At the Jardin botanique I contribute along with my students to the integrated deployment of phytotechnologies. With my wide-ranging background in applied plant biology, I can’t help but think that a host of innovative solutions for making the transition a success are within easy reach.

  • Botanist at the Jardin botanique
  • Scientific director of the Jardin’s Pathway to Phytotechnologies
  • Researcher at the Institut de recherche en biologie végétale, in charge of the Institute’s phytotechnology platform
  • Associate professor at the Université de Montréal’s Department of Biological Sciences
  • Web page

Areas of research and expertise

  • Hydric relationships of plants and movement of contaminants
  • Use of native plants in phytotechnology
  • Land resilience and agrobiodiversity

Education

Postdoctoral - Phytotechnologies, 2019
Université de Montréal

Postdoctoral - Phytology and plant protection, 2018
Université Laval

Doctoral – Forest biology and sustainable management, 2014
University of Alberta

Master’s – Plant biosciences, 2010
Université de Toulouse

Bachelor’s - Microbiology, agro-biosciences, bioinformatics and systems biology, 2010
Université de Toulouse

About my work

My work and the work of my team of student-researchers focuses on the development of simple technologies to deal with the great environmental challenges of the 21st century. We combine the tools of molecular biology and plant physiology to study the interaction of plants with their environment.
- - -
BRIEF 1
From the botanist's profile above, extract the stretch from "Bachelor’s - Microbiology, agro-biosciences, bioinformatics" through "with their environment.", copying it word for word.
BRIEF 2
Write what comes next in the Jardin botanique botanist's profile, starting after its final sentence.
The items that follow are separate from the botanist's profile and have no connection to it.

DATA TO EXAMINE
- - -
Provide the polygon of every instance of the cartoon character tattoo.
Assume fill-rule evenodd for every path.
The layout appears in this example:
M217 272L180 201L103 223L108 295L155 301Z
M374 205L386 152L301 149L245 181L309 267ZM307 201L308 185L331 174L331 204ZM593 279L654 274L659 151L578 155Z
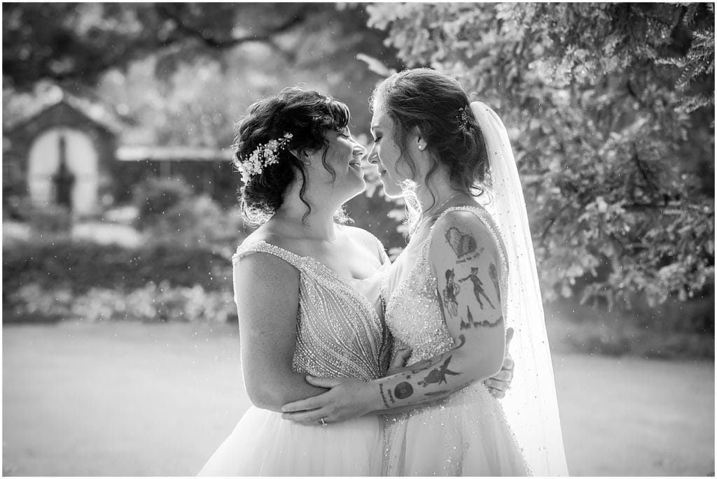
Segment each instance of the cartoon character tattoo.
M468 307L468 319L463 321L463 319L460 319L460 329L470 329L470 328L477 327L479 326L487 326L489 328L495 327L500 324L503 321L503 316L501 316L498 319L493 322L489 321L488 319L484 319L483 321L475 321L473 319L473 315L470 314L470 308Z
M458 301L456 296L460 292L460 286L456 284L455 273L452 269L446 271L446 287L443 289L443 299L446 309L451 316L455 317L458 314Z
M490 307L495 309L495 306L494 306L493 303L490 302L490 299L488 298L488 295L485 294L485 291L483 289L483 282L480 281L480 278L478 278L478 268L471 266L470 274L462 279L459 279L458 282L462 283L467 279L470 279L473 283L473 294L475 295L475 299L478 301L478 304L480 306L480 309L483 309L483 303L480 301L480 296L483 296L485 298L485 301L488 302L488 304L490 305Z
M455 371L451 371L450 369L448 369L448 363L450 362L450 360L452 357L453 357L452 356L449 356L447 359L446 359L446 360L443 362L443 364L438 367L437 369L432 369L430 372L429 372L428 375L426 376L426 377L424 377L422 381L418 382L419 385L425 387L428 384L432 384L434 383L437 383L439 384L441 384L442 382L444 384L447 384L447 382L446 380L447 374L450 374L452 376L457 376L458 374L461 374L460 372L456 372Z
M493 287L495 288L495 294L498 294L498 300L500 301L500 287L498 284L498 269L495 268L495 265L493 263L488 266L488 276L490 276L490 281L493 283Z

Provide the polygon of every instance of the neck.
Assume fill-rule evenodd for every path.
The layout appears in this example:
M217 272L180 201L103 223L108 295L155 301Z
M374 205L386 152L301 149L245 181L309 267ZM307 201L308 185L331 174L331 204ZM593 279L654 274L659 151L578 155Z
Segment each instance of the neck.
M301 200L299 188L290 188L285 195L283 203L272 218L285 221L292 227L300 230L300 234L303 237L333 241L336 238L333 215L341 204L316 196L310 195L308 190L304 194L304 199L311 205L311 211L305 218L304 215L309 211L309 208Z
M422 184L419 186L417 192L418 202L424 217L440 214L457 199L470 196L467 191L455 189L451 185L448 175L442 170L437 171L429 178L429 183L430 190L427 185Z

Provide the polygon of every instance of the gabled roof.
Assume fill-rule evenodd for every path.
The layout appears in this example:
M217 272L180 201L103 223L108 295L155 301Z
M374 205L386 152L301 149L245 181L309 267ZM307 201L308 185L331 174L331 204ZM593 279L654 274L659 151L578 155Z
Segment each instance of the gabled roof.
M79 98L65 92L42 99L31 112L18 118L13 124L6 125L9 132L19 130L36 120L47 111L65 104L108 132L119 133L125 127L123 121L98 103Z
M123 145L115 154L120 161L217 161L230 162L230 150L214 150L185 146L146 146Z

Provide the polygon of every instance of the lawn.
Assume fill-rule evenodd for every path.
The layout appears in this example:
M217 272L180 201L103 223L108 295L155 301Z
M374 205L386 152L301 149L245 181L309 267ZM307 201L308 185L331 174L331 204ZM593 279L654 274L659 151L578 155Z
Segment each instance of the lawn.
M714 363L554 354L573 475L713 475ZM249 402L234 328L3 328L4 475L192 475Z

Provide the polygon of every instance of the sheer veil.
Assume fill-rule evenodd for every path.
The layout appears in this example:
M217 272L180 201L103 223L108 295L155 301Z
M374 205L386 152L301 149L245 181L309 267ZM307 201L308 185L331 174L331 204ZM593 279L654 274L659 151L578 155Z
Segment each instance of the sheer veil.
M498 223L508 253L506 326L515 329L510 352L515 362L503 408L532 473L567 475L558 400L535 253L518 168L508 132L485 103L470 104L485 139L493 178L479 201ZM483 199L483 196L490 198Z

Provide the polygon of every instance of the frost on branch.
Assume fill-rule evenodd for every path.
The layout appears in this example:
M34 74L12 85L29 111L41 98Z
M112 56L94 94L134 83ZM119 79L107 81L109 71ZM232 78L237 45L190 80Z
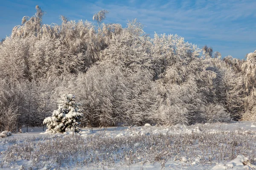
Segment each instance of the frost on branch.
M66 131L80 131L79 120L83 116L75 101L75 96L64 95L63 100L59 101L58 110L52 113L52 116L46 118L44 124L47 124L47 131L53 133L63 133Z

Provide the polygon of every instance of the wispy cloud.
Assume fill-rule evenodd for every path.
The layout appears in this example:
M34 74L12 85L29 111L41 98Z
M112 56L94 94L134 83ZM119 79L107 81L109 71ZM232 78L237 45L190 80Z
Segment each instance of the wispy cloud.
M32 6L34 10L38 3L47 12L44 17L47 23L58 23L60 14L71 20L93 21L93 14L104 9L110 11L105 22L118 23L125 27L127 20L137 18L146 26L145 31L151 37L155 31L177 34L200 46L207 44L223 56L236 57L242 58L256 49L256 1L253 0L76 0L61 3L46 0L44 3L30 0L24 5ZM51 4L51 8L46 3ZM17 3L15 5L22 5Z

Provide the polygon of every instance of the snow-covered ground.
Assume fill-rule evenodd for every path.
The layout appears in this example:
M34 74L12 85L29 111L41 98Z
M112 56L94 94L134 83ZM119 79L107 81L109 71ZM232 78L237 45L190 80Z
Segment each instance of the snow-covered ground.
M256 125L239 122L84 128L79 134L49 134L41 128L29 128L27 133L0 138L0 169L256 168Z

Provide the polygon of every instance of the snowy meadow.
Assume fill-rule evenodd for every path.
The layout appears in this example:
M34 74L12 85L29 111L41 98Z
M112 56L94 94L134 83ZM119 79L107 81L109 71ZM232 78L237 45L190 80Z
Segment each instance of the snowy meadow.
M256 163L256 126L251 122L94 128L92 131L91 128L84 128L78 134L67 132L49 134L38 130L42 129L35 128L33 132L0 139L1 168L244 170L256 167L253 165Z
M0 169L256 168L256 51L36 10L0 42Z

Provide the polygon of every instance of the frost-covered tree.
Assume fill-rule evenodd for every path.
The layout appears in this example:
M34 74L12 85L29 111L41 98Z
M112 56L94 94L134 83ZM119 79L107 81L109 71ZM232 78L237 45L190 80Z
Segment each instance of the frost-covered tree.
M109 13L109 11L102 10L99 11L97 13L95 14L93 17L93 20L96 20L98 23L98 28L99 30L99 24L102 21L106 19L106 14Z
M64 95L63 100L59 101L58 110L53 111L52 116L44 119L47 124L47 131L53 133L63 133L67 131L79 132L79 119L83 116L72 94Z

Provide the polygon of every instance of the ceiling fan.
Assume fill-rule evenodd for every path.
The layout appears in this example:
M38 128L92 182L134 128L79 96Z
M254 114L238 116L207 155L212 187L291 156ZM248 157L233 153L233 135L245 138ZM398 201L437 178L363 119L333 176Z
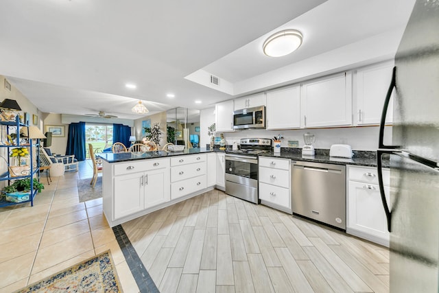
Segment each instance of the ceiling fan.
M84 115L86 115L86 116L97 117L100 117L100 118L117 118L117 116L108 115L105 114L105 112L104 112L104 111L99 111L99 113L97 114L84 114Z

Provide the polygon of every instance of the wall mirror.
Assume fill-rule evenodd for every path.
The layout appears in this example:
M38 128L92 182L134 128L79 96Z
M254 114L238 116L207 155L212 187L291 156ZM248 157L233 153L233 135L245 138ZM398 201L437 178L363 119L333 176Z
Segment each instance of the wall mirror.
M200 110L175 108L166 112L167 142L200 148Z

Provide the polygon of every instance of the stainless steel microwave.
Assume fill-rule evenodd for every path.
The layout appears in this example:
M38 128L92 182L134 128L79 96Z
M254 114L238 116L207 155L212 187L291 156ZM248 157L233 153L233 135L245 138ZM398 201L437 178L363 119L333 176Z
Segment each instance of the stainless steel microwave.
M265 106L247 108L233 112L233 129L265 128Z

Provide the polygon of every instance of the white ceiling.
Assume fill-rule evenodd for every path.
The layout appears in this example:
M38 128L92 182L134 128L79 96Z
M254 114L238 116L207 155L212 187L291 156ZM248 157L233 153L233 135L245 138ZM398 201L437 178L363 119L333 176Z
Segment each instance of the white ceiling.
M185 76L202 69L232 84L250 80L401 30L414 3L6 0L0 10L0 74L45 113L103 110L137 119L130 109L139 99L151 113L175 106L202 109L232 96ZM303 33L302 47L281 58L263 56L264 38L285 27ZM127 82L137 89L126 89ZM176 97L167 98L169 93Z

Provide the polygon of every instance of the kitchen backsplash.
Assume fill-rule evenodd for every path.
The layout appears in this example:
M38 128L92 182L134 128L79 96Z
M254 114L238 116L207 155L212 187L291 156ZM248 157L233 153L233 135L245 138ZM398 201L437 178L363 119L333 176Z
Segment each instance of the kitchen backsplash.
M288 141L298 141L299 148L303 147L303 134L310 132L316 136L313 145L316 148L329 149L335 143L350 145L353 150L371 150L378 148L378 126L349 127L340 128L297 129L283 130L249 130L235 132L224 132L228 145L234 142L239 143L239 139L250 137L272 139L281 134L284 138L281 148L288 147ZM392 127L386 126L384 141L390 144ZM219 136L219 134L217 134Z

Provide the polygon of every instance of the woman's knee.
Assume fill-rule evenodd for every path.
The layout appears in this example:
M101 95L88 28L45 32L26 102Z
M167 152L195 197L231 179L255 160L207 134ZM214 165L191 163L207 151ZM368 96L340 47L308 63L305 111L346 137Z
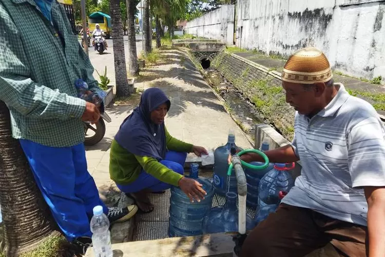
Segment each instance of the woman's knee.
M168 169L172 170L175 172L177 172L181 175L183 175L184 173L183 167L178 162L165 160L162 160L160 162Z

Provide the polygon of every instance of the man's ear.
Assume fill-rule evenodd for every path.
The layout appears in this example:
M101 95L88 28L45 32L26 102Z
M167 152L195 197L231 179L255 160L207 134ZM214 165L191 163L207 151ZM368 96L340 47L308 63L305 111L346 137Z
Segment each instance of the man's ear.
M326 88L326 85L323 82L316 83L315 84L314 86L314 92L315 96L317 97L321 96L323 92L325 91L325 88Z

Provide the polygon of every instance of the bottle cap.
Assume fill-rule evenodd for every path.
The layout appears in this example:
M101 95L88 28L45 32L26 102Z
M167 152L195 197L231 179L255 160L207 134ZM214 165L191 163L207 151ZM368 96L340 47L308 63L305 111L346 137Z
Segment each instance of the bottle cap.
M94 216L102 215L103 213L103 208L100 205L98 205L93 207L92 212Z

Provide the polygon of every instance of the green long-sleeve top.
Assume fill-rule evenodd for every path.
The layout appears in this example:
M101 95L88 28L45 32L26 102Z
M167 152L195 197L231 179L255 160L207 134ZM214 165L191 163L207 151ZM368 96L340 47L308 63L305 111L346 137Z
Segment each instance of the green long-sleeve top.
M167 150L190 153L192 145L172 137L165 127ZM112 141L110 152L110 177L116 183L128 185L135 181L142 169L162 182L177 186L183 176L161 163L156 159L134 155Z

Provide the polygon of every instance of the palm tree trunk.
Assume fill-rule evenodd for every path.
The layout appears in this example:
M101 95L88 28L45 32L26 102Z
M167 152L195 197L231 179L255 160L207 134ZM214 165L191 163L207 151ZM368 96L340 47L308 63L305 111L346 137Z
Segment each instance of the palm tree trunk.
M162 27L161 27L160 20L159 20L159 15L155 15L155 24L156 25L157 29L157 48L159 48L161 46L161 30Z
M55 223L18 140L9 111L0 101L0 201L6 256L30 250L52 233Z
M113 39L113 62L115 65L117 96L127 97L130 95L130 92L127 79L124 39L119 0L110 0L110 12L112 26L111 35Z
M151 48L148 47L150 32L150 0L144 0L144 12L143 13L143 38L144 38L145 54L148 54L151 52Z
M130 75L137 76L139 75L137 54L137 38L135 33L135 11L137 9L136 0L126 0L127 5L127 22L128 25L128 70Z

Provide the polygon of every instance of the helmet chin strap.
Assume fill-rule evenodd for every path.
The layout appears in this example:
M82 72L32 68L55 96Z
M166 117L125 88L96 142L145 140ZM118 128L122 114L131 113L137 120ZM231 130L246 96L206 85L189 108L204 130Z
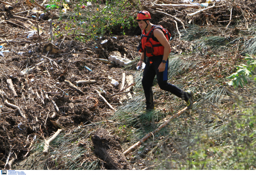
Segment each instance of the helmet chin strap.
M145 27L145 28L144 28L144 29L145 29L146 28L147 28L147 27L148 27L148 24L149 24L150 22L149 22L148 24L147 23L147 22L146 22L146 20L143 20L143 21L144 21L145 22L145 23L146 23L146 24L147 24L147 25L146 26L146 27Z

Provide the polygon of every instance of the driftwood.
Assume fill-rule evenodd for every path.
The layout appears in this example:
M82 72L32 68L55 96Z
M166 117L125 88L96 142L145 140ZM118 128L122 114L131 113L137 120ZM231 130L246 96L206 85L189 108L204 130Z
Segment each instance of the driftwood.
M110 64L110 65L116 65L116 63L115 63L114 62L112 62L110 60L107 60L107 59L96 58L96 60L101 61L102 62L105 62L105 63Z
M23 23L20 21L18 21L17 20L13 20L13 21L14 22L15 22L15 23L18 24L19 25L21 25L22 26L24 27L25 28L26 28L28 30L30 30L33 29L33 28L32 28L32 27L30 27L30 26L29 26L29 25L28 25L27 24L24 24L24 23ZM31 21L30 21L30 22L31 22Z
M73 85L68 80L64 80L65 82L65 85L69 87L73 90L76 90L76 92L78 93L80 95L84 95L84 93L83 91L82 91L78 87Z
M129 75L128 76L127 76L126 77L126 83L127 83L127 85L129 86L128 88L127 88L126 89L125 89L126 92L131 91L132 87L130 85L134 84L133 76L132 76L132 75ZM130 92L128 92L127 93L127 95L129 96L129 98L128 98L128 99L132 99L132 96L131 96L131 94Z
M155 9L159 7L185 7L185 8L199 8L196 4L155 4L151 6L151 8Z
M111 109L111 110L116 110L116 109L115 108L114 108L111 105L111 104L110 104L108 103L108 101L107 101L107 100L106 100L106 99L105 99L105 98L102 96L101 95L101 94L99 93L99 90L97 90L96 89L94 89L94 90L95 90L95 91L98 93L99 94L99 97L100 98L101 98L102 100L103 100L103 101L106 103L106 104L108 104L108 106L110 108L110 109Z
M23 112L22 112L22 111L20 110L20 107L19 107L16 105L10 103L8 102L8 101L7 100L5 96L5 93L3 91L2 91L2 90L0 90L0 96L1 96L2 99L3 99L3 102L4 103L4 104L7 107L11 107L12 109L17 109L20 116L24 118L25 119L26 119L26 116L23 113Z
M48 140L46 140L44 143L44 150L43 151L43 153L45 155L47 155L48 153L48 149L49 147L49 144L56 137L59 135L59 134L63 132L64 131L64 130L63 129L58 129L58 131L55 133Z
M122 154L120 139L109 133L104 129L99 129L91 137L94 152L102 160L108 169L132 169L130 164Z
M19 16L16 16L16 15L12 15L12 17L15 18L17 18L17 19L19 19L20 20L23 20L25 21L26 21L27 20L29 20L31 21L32 22L35 22L35 20L31 20L31 19L29 19L29 18L27 18L26 17L20 17Z
M176 26L177 32L178 33L178 34L179 34L179 39L180 39L180 37L181 37L181 34L180 34L180 31L179 31L179 28L178 28L178 24L177 23L177 22L175 20L170 20L170 21L175 23L175 26Z
M10 3L8 3L6 2L3 1L2 0L0 0L0 3L3 3L3 4L6 4L6 5L9 5L9 6L11 6L13 7L15 7L15 6L14 6L14 5L12 5Z
M214 3L213 4L213 5L212 6L211 6L210 7L207 7L205 8L201 9L200 10L198 10L197 11L196 11L195 12L192 13L191 14L188 14L188 16L192 17L193 16L195 15L196 14L197 14L199 13L201 13L201 12L206 11L209 9L212 8L213 8L221 7L223 7L223 6L224 6L226 5L226 4L223 4L221 6L215 6L215 3Z
M57 68L58 68L58 64L57 64L54 61L53 61L52 59L51 59L50 58L48 58L48 57L46 57L45 56L44 56L44 55L42 55L42 57L43 58L46 58L48 59L49 59L49 60L50 61L50 62L51 63L51 64L52 65L52 62L53 63L53 64L54 65L55 65L56 66L56 67Z
M55 102L52 100L51 100L52 103L52 104L53 104L53 106L54 106L54 108L56 109L57 112L60 112L60 110L58 109L58 107L57 106L57 104L55 103Z
M46 11L46 12L47 12L47 13L48 13L49 15L51 15L51 13L50 13L50 12L49 11L48 11L45 7L44 7L41 6L40 4L39 4L36 0L34 0L34 3L35 3L35 4L36 5L37 5L37 6L38 6L38 7L41 8L43 10L45 10Z
M96 83L96 82L97 82L97 81L93 80L93 79L89 79L88 80L78 80L76 82L75 82L75 83L76 85L79 85L79 84L82 84L82 83L85 83L85 84Z
M185 29L185 30L186 31L186 28L185 28L185 25L184 25L184 23L183 23L183 22L182 21L181 21L179 19L177 18L176 17L175 17L174 16L171 15L170 14L168 14L167 13L165 13L165 12L163 12L163 11L159 11L158 10L156 10L155 12L157 12L157 13L160 13L160 14L165 14L166 15L168 16L168 17L170 17L171 18L175 19L176 21L177 21L179 22L181 24L182 24L182 26L183 27L183 28L184 28ZM178 31L179 30L178 30L177 29L177 31Z
M195 102L195 103L194 103L194 104L195 104L196 103L196 102ZM151 137L151 135L154 135L154 134L159 131L162 128L165 127L168 124L168 123L169 123L171 120L172 120L174 119L175 119L178 116L180 116L185 111L186 111L187 110L187 107L186 107L183 110L178 112L177 113L175 114L170 119L169 119L167 120L166 120L163 124L160 125L160 126L159 126L159 127L158 127L157 129L155 130L154 131L152 131L151 133L148 133L146 135L145 135L144 137L142 138L140 141L138 141L135 144L134 144L128 150L125 151L123 152L123 154L125 155L126 155L130 152L131 152L132 151L133 151L135 149L135 148L136 147L140 145L143 143L144 143L146 140L147 140L148 138Z
M14 89L14 88L13 88L13 85L12 85L12 79L7 79L6 80L6 83L7 85L8 85L8 86L12 92L12 93L13 93L14 96L16 98L18 96L16 91L15 91L15 89Z

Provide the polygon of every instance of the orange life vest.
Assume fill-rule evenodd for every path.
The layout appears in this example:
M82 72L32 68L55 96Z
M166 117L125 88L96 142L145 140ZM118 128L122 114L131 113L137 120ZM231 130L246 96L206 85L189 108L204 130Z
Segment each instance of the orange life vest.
- - -
REPLY 1
Bachelor’s - Microbiology, agro-biosciences, bioinformatics and systems biology, 2010
Université de Toulouse

About my work

My work and the work of my team of student-researchers focuses on the development of simple technologies to deal with the great environmental challenges of the 21st century. We combine the tools of molecular biology and plant physiology to study the interaction of plants with their environment.

REPLY 2
A better understanding of the natural processes governing our ecosystems also means using them to develop a resilient agriculture that will successfully stand up to climate change, reduce greenhouse gas emissions and clean up soils, water and the air.

Why I love research

All along my career path I’ve had mentors who loved experimenting and putting in place. This is the same approach my students take in designing their research projects: they set themselves challenges, then define objectives and the appropriate methodologies for finding just the right solution.

Working at the Jardin botanique is also an opportunity for us to take concrete steps in concert with the different teams to make our work quickly accessible to communities.